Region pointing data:
::::::

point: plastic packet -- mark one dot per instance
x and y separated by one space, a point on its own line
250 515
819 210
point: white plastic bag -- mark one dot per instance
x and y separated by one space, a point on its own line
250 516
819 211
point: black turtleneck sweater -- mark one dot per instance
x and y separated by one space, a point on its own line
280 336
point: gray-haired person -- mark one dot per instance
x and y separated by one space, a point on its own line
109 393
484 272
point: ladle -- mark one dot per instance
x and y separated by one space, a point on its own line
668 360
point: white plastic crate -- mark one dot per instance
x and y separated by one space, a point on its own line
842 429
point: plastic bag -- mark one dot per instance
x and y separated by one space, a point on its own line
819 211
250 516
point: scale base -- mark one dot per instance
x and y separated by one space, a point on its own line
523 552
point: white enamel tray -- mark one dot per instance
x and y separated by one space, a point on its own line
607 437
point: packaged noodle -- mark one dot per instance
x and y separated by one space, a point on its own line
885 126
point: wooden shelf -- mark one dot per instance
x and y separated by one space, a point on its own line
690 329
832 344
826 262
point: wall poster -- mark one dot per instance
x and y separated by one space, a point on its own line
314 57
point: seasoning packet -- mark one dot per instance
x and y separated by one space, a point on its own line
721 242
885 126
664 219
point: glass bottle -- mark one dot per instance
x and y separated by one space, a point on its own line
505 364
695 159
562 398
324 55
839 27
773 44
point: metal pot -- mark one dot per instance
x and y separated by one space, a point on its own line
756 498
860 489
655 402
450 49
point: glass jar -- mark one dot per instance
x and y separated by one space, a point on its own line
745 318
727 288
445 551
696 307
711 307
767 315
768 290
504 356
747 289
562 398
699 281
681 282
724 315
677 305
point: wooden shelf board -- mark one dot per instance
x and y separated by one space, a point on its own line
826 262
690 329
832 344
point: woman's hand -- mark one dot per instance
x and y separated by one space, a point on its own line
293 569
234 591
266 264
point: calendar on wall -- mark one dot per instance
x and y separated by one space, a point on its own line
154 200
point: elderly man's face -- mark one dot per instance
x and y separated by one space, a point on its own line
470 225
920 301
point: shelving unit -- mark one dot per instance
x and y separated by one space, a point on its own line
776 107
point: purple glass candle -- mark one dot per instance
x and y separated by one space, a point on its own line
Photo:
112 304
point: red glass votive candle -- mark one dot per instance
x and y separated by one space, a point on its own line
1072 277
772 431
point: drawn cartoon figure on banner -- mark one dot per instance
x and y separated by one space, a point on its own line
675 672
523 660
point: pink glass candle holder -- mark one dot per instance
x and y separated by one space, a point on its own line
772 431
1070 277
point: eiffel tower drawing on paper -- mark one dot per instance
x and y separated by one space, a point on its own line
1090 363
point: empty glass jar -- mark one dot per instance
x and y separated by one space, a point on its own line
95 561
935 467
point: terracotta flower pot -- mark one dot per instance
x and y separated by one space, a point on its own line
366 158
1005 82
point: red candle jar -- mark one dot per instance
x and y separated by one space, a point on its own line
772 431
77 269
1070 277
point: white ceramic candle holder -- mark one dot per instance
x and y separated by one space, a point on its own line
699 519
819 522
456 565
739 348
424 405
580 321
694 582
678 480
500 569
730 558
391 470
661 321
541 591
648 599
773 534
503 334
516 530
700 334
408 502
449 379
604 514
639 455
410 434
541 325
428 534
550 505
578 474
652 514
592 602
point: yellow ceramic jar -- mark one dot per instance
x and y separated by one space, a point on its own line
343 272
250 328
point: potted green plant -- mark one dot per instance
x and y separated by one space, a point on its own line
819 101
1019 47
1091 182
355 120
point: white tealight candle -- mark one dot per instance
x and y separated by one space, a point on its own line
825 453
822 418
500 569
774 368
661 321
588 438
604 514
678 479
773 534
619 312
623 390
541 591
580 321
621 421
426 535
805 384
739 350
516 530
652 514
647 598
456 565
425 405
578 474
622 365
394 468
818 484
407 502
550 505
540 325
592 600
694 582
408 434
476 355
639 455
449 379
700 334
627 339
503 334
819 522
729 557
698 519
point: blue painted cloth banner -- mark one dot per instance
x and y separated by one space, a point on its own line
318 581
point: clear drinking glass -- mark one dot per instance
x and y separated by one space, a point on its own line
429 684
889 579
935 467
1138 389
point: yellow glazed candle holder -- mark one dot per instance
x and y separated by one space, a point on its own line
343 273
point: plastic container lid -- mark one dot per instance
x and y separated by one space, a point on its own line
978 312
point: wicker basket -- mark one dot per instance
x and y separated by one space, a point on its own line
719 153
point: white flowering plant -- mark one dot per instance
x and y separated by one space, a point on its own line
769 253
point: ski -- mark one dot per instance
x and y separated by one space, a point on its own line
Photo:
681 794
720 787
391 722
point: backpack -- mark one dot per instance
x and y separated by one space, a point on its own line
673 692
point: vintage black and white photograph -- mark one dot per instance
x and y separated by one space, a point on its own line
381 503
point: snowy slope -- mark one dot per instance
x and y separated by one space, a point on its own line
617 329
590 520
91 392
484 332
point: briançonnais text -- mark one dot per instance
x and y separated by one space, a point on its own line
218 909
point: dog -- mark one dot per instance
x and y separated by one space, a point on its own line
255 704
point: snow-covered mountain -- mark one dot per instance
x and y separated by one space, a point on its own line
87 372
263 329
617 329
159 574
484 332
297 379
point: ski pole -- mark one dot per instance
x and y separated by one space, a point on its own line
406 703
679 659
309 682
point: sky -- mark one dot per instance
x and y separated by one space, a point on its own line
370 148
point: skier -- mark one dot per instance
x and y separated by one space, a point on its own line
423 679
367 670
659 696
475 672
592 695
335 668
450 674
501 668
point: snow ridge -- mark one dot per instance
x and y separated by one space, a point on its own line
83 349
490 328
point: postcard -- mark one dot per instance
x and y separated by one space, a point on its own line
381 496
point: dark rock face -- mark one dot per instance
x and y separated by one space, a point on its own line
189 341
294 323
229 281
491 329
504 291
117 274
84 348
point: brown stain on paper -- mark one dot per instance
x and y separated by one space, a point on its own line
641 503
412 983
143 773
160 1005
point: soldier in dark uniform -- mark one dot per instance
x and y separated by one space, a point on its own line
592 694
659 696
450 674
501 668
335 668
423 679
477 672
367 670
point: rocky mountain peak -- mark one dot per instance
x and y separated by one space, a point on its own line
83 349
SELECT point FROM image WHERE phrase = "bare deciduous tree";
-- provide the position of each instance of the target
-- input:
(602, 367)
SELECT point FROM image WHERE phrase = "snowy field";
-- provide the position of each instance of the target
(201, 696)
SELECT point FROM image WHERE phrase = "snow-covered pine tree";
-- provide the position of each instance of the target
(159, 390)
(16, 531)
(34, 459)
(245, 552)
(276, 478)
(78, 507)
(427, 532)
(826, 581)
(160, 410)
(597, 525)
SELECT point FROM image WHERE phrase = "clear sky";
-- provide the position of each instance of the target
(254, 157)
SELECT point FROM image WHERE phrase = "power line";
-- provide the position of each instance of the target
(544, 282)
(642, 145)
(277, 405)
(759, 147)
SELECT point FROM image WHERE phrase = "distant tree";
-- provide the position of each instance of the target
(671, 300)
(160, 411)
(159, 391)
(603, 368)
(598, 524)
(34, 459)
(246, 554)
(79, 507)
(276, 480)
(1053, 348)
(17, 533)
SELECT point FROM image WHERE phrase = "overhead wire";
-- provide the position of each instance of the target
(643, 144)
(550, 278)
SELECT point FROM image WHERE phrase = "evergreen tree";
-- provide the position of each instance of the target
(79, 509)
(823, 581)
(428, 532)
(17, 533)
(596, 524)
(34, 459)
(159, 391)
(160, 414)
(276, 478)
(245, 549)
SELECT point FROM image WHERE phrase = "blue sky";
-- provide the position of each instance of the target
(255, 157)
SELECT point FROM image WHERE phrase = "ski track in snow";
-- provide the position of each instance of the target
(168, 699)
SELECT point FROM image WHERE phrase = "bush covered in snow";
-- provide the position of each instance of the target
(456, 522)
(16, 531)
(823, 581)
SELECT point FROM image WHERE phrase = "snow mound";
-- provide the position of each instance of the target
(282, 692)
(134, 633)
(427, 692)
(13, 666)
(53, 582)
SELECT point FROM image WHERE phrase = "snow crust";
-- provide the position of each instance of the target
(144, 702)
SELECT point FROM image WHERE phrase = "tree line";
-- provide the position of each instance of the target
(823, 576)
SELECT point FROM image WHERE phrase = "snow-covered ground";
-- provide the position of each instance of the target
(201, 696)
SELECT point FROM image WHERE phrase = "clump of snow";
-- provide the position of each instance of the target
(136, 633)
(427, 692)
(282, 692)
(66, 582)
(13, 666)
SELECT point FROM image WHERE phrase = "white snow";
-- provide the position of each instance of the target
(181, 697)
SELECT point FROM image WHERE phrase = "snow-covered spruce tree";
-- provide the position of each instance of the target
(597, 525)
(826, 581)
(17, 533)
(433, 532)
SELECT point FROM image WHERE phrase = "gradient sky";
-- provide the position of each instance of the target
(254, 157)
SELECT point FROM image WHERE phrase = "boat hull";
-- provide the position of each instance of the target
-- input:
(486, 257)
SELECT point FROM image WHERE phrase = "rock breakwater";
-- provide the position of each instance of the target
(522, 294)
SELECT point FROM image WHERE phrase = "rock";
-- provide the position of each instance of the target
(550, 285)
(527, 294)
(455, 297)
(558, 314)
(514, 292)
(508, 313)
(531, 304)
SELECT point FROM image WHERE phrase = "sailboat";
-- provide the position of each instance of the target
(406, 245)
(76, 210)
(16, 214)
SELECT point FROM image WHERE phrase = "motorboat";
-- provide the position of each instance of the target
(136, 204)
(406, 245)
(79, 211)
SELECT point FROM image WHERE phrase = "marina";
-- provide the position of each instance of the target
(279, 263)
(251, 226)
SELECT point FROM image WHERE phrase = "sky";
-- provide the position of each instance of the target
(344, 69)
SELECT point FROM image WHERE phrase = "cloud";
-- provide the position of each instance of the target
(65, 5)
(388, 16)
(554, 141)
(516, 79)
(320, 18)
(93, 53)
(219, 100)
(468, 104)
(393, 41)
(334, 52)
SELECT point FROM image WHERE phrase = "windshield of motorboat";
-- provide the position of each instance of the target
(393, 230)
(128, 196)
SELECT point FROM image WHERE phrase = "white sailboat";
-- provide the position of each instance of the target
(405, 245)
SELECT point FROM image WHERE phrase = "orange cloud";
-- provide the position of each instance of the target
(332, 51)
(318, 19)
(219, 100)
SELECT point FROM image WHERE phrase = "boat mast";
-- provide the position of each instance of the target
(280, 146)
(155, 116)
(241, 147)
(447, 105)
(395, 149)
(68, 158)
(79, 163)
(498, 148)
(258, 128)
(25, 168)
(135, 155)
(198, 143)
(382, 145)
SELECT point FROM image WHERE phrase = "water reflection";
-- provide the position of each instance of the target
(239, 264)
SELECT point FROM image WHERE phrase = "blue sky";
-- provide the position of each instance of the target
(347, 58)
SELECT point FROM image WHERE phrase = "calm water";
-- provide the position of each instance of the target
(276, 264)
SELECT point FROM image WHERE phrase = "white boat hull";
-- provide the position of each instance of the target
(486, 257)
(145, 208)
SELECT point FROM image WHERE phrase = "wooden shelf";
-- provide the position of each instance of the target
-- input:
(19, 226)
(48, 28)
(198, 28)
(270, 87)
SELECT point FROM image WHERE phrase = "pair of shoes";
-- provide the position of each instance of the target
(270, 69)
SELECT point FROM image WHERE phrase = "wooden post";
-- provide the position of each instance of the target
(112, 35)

::::::

▸ About this exercise
Using the entries above, say how many lines include the word "snowy", with no other output.

▸ Result of the exercise
2